Object detection data:
+++
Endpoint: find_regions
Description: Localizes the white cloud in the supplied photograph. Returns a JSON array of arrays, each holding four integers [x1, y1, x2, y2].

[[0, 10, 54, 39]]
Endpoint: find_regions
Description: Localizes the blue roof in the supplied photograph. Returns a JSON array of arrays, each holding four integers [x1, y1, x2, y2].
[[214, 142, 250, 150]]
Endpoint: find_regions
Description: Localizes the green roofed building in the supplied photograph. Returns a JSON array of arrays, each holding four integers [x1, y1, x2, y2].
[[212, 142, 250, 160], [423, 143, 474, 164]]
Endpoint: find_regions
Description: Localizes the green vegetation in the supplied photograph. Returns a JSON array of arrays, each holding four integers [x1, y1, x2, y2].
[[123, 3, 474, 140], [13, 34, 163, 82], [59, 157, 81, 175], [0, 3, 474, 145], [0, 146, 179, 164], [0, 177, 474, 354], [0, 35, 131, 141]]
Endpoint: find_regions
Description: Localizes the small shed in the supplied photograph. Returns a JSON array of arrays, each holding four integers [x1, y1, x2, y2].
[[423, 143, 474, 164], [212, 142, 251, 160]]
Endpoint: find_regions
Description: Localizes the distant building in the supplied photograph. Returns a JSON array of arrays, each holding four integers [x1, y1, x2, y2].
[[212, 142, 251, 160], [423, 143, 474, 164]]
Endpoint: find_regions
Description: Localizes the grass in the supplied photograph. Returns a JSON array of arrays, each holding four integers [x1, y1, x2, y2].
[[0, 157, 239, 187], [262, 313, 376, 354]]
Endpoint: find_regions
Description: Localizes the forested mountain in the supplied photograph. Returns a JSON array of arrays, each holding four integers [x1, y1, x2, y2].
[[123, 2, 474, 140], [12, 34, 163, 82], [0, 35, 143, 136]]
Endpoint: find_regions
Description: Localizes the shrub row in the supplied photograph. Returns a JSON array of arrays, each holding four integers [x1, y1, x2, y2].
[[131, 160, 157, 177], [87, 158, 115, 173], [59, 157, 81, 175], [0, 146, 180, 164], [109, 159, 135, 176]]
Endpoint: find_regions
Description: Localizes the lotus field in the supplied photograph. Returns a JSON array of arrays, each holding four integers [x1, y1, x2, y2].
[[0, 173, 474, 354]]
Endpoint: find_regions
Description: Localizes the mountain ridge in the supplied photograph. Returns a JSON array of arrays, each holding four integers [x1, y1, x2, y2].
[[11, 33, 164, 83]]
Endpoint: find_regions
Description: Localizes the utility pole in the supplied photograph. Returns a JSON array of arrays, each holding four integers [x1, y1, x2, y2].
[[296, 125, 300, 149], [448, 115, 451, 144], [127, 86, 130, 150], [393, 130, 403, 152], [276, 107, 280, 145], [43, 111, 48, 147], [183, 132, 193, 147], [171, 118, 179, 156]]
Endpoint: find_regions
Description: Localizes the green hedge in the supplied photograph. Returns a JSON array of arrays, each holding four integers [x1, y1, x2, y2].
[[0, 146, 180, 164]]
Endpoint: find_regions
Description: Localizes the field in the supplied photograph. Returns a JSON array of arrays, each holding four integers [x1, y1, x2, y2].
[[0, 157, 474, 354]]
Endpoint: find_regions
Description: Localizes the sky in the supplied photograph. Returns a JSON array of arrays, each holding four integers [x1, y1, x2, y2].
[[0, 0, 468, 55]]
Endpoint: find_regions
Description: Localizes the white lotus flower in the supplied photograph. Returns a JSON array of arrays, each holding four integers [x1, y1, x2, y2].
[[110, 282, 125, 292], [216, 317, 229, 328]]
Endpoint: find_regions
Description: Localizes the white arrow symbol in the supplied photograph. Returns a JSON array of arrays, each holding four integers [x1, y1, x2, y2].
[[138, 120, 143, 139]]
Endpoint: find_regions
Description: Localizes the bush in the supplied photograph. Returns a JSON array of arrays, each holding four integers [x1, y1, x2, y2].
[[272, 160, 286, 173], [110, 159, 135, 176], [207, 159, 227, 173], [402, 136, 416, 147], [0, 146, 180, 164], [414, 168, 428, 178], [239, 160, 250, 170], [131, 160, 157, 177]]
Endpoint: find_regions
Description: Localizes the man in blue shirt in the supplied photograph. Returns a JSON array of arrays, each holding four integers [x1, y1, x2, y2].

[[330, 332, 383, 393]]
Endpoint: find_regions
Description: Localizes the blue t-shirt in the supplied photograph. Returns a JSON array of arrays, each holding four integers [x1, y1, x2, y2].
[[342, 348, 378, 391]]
+++
◆ Exercise brief: Pull out every line of the listing that contains the word "field".

◆ Exercise result:
Description: Localizes the lotus field in the supplied photograph. Returns a JSON array of arrays, each holding four integers [x1, y1, x2, y2].
Description: Localizes the field in the supplied photograph. Returns a JSON array of arrays, each holding four integers [x1, y1, x2, y2].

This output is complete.